[Eine Folge von Zeilen]
_ _ _

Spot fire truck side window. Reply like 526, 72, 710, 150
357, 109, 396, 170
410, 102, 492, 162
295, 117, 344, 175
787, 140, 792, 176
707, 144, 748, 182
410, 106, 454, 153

_ _ _

→ ZU BEARBEITENDE AUFGABE:
Bearbeiten Sie die obigen Zeilen, indem Sie „fire truck“ durch „ambulance“ ersetzen, und lassen Sie alles Übrige unverändert.

→ ERGEBNIS DER ÜBUNG:
Spot ambulance side window. Reply like 526, 72, 710, 150
357, 109, 396, 170
410, 102, 492, 162
295, 117, 344, 175
787, 140, 792, 176
707, 144, 748, 182
410, 106, 454, 153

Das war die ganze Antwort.